---------- INPUT DATA

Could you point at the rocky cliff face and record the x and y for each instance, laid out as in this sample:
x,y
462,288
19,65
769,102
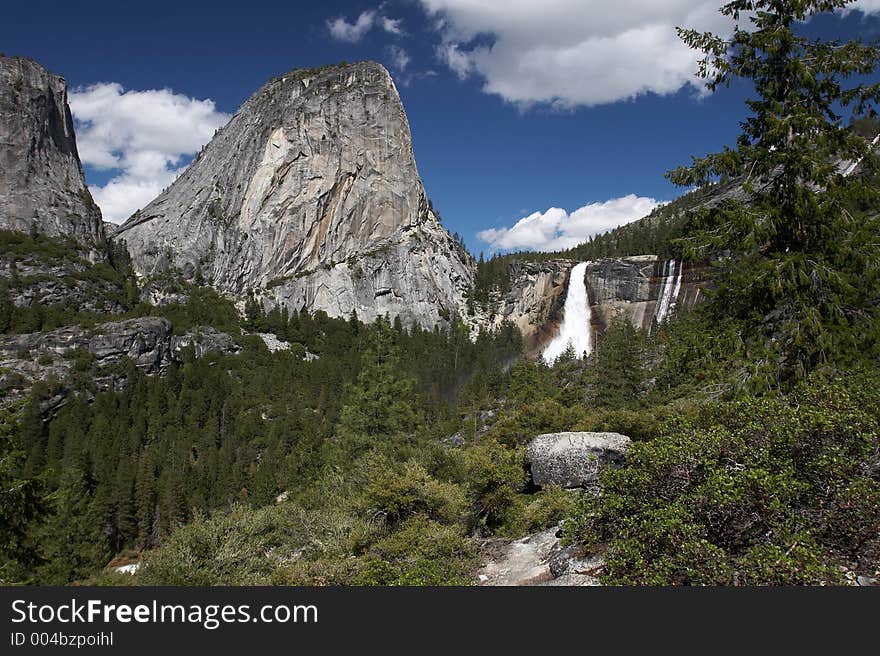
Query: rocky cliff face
x,y
533,303
311,196
643,289
41,181
149,342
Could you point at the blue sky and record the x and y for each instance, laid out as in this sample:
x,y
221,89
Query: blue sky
x,y
564,111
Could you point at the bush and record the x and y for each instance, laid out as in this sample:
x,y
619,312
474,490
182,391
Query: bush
x,y
398,492
495,475
531,419
536,512
761,491
422,552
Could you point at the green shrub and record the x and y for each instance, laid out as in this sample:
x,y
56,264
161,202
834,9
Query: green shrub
x,y
422,552
400,491
525,422
536,512
495,475
760,491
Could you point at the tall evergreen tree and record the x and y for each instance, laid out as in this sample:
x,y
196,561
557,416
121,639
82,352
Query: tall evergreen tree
x,y
382,402
803,282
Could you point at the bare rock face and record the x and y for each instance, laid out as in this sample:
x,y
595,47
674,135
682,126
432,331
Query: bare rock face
x,y
574,459
533,303
537,560
310,197
643,289
41,180
149,342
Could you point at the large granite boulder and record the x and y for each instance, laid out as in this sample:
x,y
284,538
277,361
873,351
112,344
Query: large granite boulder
x,y
574,459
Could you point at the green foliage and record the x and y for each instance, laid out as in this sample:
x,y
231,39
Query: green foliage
x,y
20,503
801,285
399,491
617,371
381,402
538,511
422,552
495,474
108,287
748,492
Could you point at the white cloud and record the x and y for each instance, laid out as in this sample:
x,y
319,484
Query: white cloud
x,y
143,136
460,62
400,59
556,229
864,6
392,25
572,52
353,32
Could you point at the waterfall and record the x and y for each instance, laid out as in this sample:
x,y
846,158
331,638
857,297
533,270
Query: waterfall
x,y
575,328
677,289
669,290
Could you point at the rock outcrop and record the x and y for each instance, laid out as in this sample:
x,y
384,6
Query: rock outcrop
x,y
149,342
537,559
533,303
41,180
310,197
574,459
643,289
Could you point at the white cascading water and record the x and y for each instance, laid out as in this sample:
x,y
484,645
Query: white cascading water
x,y
669,290
575,328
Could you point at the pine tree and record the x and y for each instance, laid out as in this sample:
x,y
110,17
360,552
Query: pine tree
x,y
618,372
801,283
20,504
382,403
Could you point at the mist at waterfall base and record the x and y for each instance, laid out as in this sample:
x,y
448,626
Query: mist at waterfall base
x,y
575,328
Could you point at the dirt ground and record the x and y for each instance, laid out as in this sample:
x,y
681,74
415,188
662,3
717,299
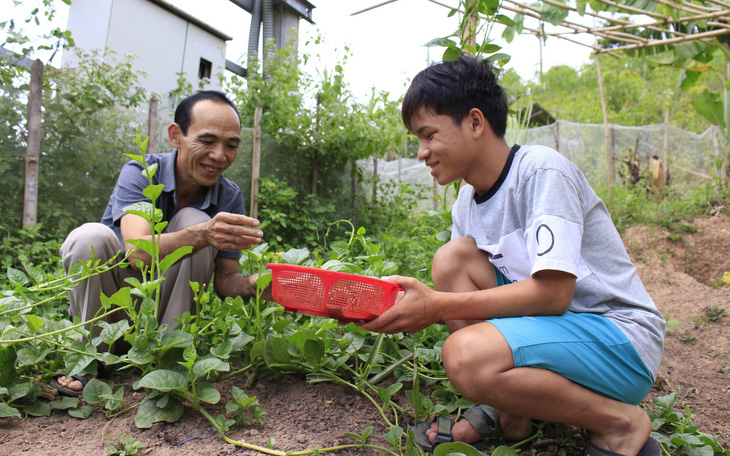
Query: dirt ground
x,y
678,271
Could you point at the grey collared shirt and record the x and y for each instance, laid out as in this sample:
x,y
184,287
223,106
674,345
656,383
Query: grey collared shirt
x,y
223,196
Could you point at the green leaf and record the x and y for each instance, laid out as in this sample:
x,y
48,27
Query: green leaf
x,y
28,356
663,58
150,170
295,256
553,14
209,364
149,413
504,450
208,394
112,331
222,350
65,403
35,273
314,351
38,409
33,322
17,277
142,209
241,341
711,107
176,339
164,380
506,20
7,411
276,350
144,245
21,390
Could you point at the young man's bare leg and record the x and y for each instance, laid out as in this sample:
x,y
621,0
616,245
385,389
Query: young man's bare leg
x,y
460,266
479,363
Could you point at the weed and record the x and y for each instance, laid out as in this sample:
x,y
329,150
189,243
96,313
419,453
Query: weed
x,y
124,446
711,315
675,430
672,324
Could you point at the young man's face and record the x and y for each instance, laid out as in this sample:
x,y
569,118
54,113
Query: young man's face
x,y
443,145
209,147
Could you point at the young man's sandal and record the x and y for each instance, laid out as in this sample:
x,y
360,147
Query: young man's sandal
x,y
484,418
650,448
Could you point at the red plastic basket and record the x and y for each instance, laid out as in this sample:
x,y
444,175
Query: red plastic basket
x,y
331,294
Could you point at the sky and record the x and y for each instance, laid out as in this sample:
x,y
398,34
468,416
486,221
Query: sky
x,y
386,44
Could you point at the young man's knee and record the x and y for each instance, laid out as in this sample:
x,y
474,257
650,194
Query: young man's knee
x,y
458,254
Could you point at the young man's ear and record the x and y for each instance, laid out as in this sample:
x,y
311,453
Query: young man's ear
x,y
174,134
476,120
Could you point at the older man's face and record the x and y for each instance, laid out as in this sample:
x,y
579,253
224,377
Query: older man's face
x,y
210,146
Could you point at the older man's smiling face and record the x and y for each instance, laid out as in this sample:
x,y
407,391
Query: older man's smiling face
x,y
210,146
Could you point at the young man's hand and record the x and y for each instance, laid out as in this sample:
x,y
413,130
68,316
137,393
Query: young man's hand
x,y
415,310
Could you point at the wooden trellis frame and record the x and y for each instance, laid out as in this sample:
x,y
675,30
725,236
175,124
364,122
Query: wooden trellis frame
x,y
714,15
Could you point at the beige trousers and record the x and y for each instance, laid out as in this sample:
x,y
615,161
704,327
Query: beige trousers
x,y
176,294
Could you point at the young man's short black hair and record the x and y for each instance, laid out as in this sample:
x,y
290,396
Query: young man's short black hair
x,y
454,88
183,113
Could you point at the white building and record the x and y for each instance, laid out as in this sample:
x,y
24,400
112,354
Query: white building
x,y
165,41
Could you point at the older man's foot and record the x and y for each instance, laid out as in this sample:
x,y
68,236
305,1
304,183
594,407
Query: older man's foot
x,y
70,386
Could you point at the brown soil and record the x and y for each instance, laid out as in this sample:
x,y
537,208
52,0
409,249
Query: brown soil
x,y
679,272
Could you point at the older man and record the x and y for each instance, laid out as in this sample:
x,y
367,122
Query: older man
x,y
204,210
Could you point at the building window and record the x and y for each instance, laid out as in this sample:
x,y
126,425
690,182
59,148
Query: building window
x,y
205,69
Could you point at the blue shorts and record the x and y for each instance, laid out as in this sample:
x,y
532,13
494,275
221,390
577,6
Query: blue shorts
x,y
583,347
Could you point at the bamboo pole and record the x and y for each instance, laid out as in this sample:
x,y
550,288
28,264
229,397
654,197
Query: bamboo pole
x,y
256,163
152,125
666,140
604,110
669,41
32,154
315,154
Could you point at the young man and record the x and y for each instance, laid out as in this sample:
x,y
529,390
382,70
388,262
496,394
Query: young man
x,y
204,210
549,318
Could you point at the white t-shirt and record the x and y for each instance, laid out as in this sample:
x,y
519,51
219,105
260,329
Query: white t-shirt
x,y
542,214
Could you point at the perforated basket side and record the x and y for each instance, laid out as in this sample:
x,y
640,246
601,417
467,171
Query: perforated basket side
x,y
330,293
296,290
356,299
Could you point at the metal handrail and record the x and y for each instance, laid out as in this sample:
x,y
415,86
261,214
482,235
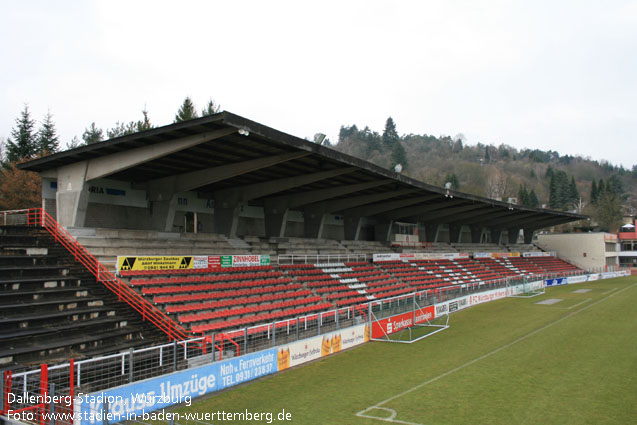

--------------------

* _GOAL OF THE EXERCISE_:
Rewrite the entire listing, substituting "formatted like this sample" for every occurrence of "laid out as in this sample" and changing nothing else. Omit the pictures from your output.

* _SOLUTION TO THIS TASK_:
Could you point at the rocky cliff face and record the x and y for each instance, formatted like this sample:
x,y
462,288
19,65
769,102
Query: rocky cliff face
x,y
533,303
311,196
643,289
41,181
149,342
Could you point at the blue sky and record the x and y for each instance, formatted like this sample:
x,y
221,89
Query: blue sky
x,y
564,111
Could you point at the bush and record the x and y for each instance, formatted like this sample:
x,y
619,312
474,490
182,391
Query: bush
x,y
398,492
495,475
531,419
536,512
761,491
422,552
Could you point at the green shrub and record the x and y for each instance, formatted like this sample:
x,y
56,264
161,202
834,9
Query: green shrub
x,y
422,552
400,491
525,422
536,512
495,475
760,491
Could you point at the tall evergreen tree and record the x and y for each instance, formatted like this sample:
x,y
196,561
557,416
121,639
82,352
Query: tall evergreen tree
x,y
382,402
803,282
Could you point at the bare rock face and record the x and y for each instance, formatted like this sample:
x,y
595,47
674,135
682,126
432,331
Query: bare rock face
x,y
574,459
533,303
537,560
310,197
643,289
41,180
149,342
Could you point at the large granite boulder and record the x and y for each instance, formatted like this sample:
x,y
284,538
277,361
873,351
112,344
Query: large granite boulder
x,y
574,459
Could you point at the green foliage and record the x and y for each instance, formatted like this sample:
x,y
231,39
Query: green foliage
x,y
20,503
801,285
399,491
617,371
381,402
538,511
422,552
495,474
108,287
748,492
Could you point at the white cloud and record the x and y for each instance, formatted like this sample:
x,y
319,484
Query: white cloud
x,y
143,136
460,62
400,59
556,229
864,6
392,25
572,52
353,32
Could you point at the waterfall and record the x and y for each instance, formatted like this sample:
x,y
846,158
331,638
857,297
533,270
Query: waterfall
x,y
575,328
677,289
669,290
Could you point at the rock outcrop and record the x and y for each instance, formatted like this sample:
x,y
384,6
Query: rock outcrop
x,y
149,342
537,559
533,303
41,180
310,197
574,459
643,289
Could you point at the white cascading water and record the x and y for each instance, formatted like this sample:
x,y
484,645
Query: white cascading water
x,y
669,290
575,328
Could you point at the pine tree and record the x and y for each instance, formatted like this sample:
x,y
110,17
360,552
Query: pine tree
x,y
618,372
801,283
20,504
382,403
Could you point at the mist at waterfall base and record the x and y for each instance, formatted like this sample:
x,y
448,626
Query: mist at waterfall base
x,y
575,328
Could you point at the dirt ground and record the x and y for each instance, formatted like this sample:
x,y
681,74
415,188
662,3
717,299
Query: dirt ground
x,y
678,271
Could you point at the grey collared shirt and record the x and y for each instance, formatted like this sample:
x,y
184,287
223,106
674,345
656,383
Query: grey collared shirt
x,y
223,196
Could you point at the green leaf and record the x and y for each instance, formatted like this sample:
x,y
48,27
Query: green leaf
x,y
28,356
663,58
150,170
295,256
553,14
209,364
149,413
504,450
208,394
112,331
222,350
65,403
35,273
314,351
38,409
33,322
17,277
142,209
241,341
711,107
176,339
164,380
506,20
7,411
276,350
144,245
21,390
Could you point at the young man's bare leg and record the x and y for each instance, formatted like this sample:
x,y
621,0
616,245
385,389
Query: young man's bare leg
x,y
460,266
479,363
Could you point at the weed and record the x and y for each instance, formatted like this sample:
x,y
329,150
189,243
96,313
419,453
Query: weed
x,y
124,446
711,315
675,430
672,324
Could you point at the young man's face and record the x and y for each instance, formatted like this sample:
x,y
569,118
54,113
Query: young man's face
x,y
443,145
209,147
Could you point at the young man's sandal and record the x and y for each instance, formatted like this sample:
x,y
360,147
Query: young man's sandal
x,y
484,418
650,448
Could you point at the red plastic basket and record the x and y for each instance, formatted like this sample:
x,y
444,175
Query: red plastic basket
x,y
331,294
Could you point at the sky and record the x and y for each instance, formatted like this sample:
x,y
398,34
468,416
486,221
Query: sky
x,y
386,44
Could you point at the young man's knee and record the x and y for each instance, formatted like this sample:
x,y
474,257
650,194
Query: young man's knee
x,y
458,254
Could you point at the young man's ear and record the x and y for each instance, formatted like this sample:
x,y
311,453
Query: young man's ear
x,y
174,134
476,120
Could you point at the older man's face and record the x and y for each instance, formatted like this sample:
x,y
579,253
224,377
Query: older man's face
x,y
210,146
Could you point at the older man's smiling face and record the x and y for each instance, formatted like this sample:
x,y
407,391
Query: older man's smiling face
x,y
210,146
Could you point at the young man's hand and record the x and y for each instance, formatted like this sample:
x,y
413,130
68,316
137,393
Query: young man's hand
x,y
415,310
Could you point at the wooden trellis frame and record the x and y for each instance, formatted like this sample:
x,y
675,30
725,236
175,124
364,122
Query: wooden trellis frame
x,y
714,15
Could you point at the beige trousers and record the x and y for each instance, formatted like this sample:
x,y
615,161
704,327
Query: beige trousers
x,y
176,294
Could you point at the young man's short black hair and record the x and y for each instance, formatted like this sample:
x,y
290,396
Query: young man's short black hair
x,y
454,88
183,113
Could you point at the white building and record the x and y for each instance, formatted like this sample:
x,y
24,400
112,354
Query: white building
x,y
165,41
Could you point at the older man's foot and record the x and y for each instance, formatted like this sample:
x,y
68,236
305,1
304,183
594,407
Query: older man's foot
x,y
70,386
Could you point at the brown soil and record the x and y for each instance, formatted like this sample:
x,y
537,208
52,0
409,249
Query: brown soil
x,y
679,272
Could you point at the older man and record the x and y for each instance, formatted like this sample:
x,y
367,122
Query: older man
x,y
204,210
Could you point at the building window and record the x and y for each instance, formatted like this sample:
x,y
126,425
690,182
59,148
Query: building window
x,y
205,69
Could you point at the blue shorts and record the x and y for each instance, formatted like this sample:
x,y
532,13
494,275
221,390
577,6
Query: blue shorts
x,y
583,347
Could you point at the bamboo pole and record the x and y for each instance, formatted like this sample:
x,y
550,288
28,264
229,397
654,197
Query: bamboo pole
x,y
256,163
152,125
666,140
604,110
669,41
32,154
315,154
Could you point at the young man and record the x and y for each instance, formatted like this sample:
x,y
529,390
382,70
388,262
496,394
Query: young man
x,y
204,210
549,318
Could you point at the white t-shirt and record the x and y for each instance, formatted like this sample:
x,y
519,51
219,105
260,329
Query: white t-shirt
x,y
542,214
Could you point at the perforated basket side and record the x and y for each instance, formatted like this sample:
x,y
640,246
601,417
467,171
Query: perforated basket side
x,y
330,293
296,290
356,299
Could you point at the metal handrail and record the x and y for each instance, formatted like this sample:
x,y
415,86
261,214
482,235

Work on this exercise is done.